======== SELECTED EXTRACT ========

Neither the Trustee nor the Securities Administrator shall be responsible for any act or omission of the Master Servicer, the Depositor, the Seller, any Servicer or any Custodian.

(d)

The Trustee shall have no duty hereunder with respect to any complaint, claim, demand, notice or other document it may receive or which may be alleged to have been delivered to or served upon it by the parties as a consequence of the assignment of any Mortgage Loan hereunder; provided, however, that the Trustee shall promptly remit to the Securities Administrator upon receipt any such complaint, claim, demand, notice or other document (i) which is delivered to the Corporate Trust Office of the Trustee, (ii) of which a Responsible Officer has actual knowledge, and (iii) which contains information sufficient to permit the Trustee to make a determination that the real property to which such document relates is a Mortgaged Property.

(e)

Neither the Trustee nor the Securities Administrator shall be personally liable with respect to any action taken, suffered or omitted to be taken by it in good faith in accordance with the direction of the Certificateholders of any Class holding Certificates which evidence, as to such Class, Percentage Interests aggregating not less than 25% as to the time, method and place of conducting any proceeding for any remedy available to the Trustee or the Securities Administrator or exercising any trust or power conferred upon the Trustee or the Securities Administrator, as applicable, under this Agreement.

(f)

========

STATED PROBLEM —
Please decide whether each statement below agrees with the trustee provisions above, answering yes or no and quoting the deciding words. (a) The Securities Administrator is responsible for acts of the Master Servicer. (b) Direction from Certificateholders of a Class holding Percentage Interests of at least 25% can protect the Trustee from personal liability for action taken in good faith. (c) The Trustee must forward such a complaint or notice to the Depositor.

======== EXTRACTED MATERIAL ========

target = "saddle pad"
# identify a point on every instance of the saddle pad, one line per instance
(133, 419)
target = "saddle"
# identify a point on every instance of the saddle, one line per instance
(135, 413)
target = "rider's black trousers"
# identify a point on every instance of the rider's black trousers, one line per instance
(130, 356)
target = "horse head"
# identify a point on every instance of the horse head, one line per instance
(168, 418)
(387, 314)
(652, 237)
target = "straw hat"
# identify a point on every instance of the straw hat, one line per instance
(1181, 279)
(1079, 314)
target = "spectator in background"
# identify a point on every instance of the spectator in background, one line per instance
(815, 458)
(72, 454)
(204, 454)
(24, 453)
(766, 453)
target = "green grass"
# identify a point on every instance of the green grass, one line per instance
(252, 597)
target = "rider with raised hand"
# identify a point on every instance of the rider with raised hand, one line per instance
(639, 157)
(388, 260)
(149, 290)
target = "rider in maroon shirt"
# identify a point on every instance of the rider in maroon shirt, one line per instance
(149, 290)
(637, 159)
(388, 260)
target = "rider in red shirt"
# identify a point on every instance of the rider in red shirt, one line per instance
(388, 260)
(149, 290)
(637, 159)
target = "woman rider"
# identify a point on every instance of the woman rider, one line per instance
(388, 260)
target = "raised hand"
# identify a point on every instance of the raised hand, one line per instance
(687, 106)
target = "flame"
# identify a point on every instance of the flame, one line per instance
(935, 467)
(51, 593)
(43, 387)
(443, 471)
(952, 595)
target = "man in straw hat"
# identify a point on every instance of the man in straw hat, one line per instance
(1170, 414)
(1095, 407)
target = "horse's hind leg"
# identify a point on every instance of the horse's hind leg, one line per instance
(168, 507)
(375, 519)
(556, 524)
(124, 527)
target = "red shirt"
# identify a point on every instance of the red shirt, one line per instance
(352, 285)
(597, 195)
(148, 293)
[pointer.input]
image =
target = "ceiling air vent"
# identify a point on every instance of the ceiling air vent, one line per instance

========

THE COMPLETED TASK —
(a) No: "Neither the Trustee nor the Securities Administrator shall be responsible for any act or omission of the Master Servicer"
(b) Yes: "Percentage Interests aggregating not less than 25%"
(c) No: "the Trustee shall promptly remit to the Securities Administrator upon receipt"